[Start of section]

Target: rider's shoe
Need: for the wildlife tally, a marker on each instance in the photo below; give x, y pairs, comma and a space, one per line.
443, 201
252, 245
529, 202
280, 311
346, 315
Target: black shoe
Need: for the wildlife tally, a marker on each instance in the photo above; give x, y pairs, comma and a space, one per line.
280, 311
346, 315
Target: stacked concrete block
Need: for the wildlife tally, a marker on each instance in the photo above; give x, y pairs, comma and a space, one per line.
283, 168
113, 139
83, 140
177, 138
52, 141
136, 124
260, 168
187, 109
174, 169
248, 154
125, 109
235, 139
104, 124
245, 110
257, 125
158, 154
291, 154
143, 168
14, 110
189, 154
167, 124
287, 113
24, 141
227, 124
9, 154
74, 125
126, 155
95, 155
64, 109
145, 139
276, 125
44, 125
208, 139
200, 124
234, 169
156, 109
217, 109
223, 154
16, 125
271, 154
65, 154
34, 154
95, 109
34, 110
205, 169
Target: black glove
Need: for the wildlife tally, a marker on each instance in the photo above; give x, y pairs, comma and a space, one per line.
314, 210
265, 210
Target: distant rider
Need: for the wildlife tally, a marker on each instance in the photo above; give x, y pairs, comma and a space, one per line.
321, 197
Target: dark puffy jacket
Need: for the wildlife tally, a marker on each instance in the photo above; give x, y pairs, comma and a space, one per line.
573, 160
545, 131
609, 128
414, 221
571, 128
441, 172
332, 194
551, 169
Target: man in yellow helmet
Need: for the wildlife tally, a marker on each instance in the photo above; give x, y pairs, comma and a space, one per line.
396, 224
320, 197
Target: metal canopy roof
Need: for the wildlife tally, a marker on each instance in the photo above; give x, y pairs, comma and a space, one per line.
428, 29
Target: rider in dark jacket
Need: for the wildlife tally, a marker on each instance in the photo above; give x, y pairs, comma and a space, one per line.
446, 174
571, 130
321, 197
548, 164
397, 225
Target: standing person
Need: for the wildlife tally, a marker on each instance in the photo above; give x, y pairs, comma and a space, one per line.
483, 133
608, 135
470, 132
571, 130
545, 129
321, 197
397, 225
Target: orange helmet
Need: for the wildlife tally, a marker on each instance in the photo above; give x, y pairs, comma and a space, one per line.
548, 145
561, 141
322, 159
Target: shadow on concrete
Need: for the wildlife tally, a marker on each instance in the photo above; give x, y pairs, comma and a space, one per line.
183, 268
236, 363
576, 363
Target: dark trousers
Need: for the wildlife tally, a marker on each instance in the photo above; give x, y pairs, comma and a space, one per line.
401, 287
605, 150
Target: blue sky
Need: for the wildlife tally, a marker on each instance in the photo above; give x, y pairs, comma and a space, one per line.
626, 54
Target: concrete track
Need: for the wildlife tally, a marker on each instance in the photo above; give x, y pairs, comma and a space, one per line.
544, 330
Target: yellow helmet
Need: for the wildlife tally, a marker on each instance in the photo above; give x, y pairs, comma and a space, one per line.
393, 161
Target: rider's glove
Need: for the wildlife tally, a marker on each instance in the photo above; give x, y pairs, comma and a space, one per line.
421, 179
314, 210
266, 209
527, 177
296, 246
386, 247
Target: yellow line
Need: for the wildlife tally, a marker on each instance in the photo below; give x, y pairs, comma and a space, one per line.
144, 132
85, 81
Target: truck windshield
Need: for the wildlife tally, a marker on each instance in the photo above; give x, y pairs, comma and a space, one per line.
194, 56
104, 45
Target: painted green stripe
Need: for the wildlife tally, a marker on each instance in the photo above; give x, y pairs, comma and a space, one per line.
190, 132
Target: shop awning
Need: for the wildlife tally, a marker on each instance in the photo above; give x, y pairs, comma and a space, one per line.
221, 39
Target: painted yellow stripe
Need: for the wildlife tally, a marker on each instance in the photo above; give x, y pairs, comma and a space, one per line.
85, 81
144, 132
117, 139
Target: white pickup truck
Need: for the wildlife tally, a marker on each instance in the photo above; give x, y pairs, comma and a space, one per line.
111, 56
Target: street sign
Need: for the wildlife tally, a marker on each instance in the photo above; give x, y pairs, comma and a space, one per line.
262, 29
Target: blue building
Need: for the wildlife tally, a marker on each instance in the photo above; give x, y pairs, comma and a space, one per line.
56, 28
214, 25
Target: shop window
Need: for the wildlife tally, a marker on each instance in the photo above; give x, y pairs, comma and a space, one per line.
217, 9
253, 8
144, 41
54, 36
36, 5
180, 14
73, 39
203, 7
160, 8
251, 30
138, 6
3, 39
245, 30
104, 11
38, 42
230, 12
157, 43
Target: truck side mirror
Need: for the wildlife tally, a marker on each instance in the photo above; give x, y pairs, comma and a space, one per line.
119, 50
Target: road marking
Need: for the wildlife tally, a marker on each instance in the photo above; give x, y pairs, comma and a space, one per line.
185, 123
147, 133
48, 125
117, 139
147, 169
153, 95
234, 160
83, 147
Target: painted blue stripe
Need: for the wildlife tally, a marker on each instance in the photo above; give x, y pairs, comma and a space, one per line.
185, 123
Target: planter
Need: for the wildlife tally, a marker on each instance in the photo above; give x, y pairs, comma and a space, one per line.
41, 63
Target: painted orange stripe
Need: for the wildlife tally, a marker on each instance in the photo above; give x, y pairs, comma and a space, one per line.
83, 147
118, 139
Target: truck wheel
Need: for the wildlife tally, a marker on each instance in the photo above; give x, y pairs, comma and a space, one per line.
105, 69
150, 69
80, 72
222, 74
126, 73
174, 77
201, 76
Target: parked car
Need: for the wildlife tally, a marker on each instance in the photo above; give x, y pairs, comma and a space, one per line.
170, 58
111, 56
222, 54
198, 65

[End of section]

Could you copy every line in the records that holds "orange"?

Target: orange helmet
Target: painted orange stripe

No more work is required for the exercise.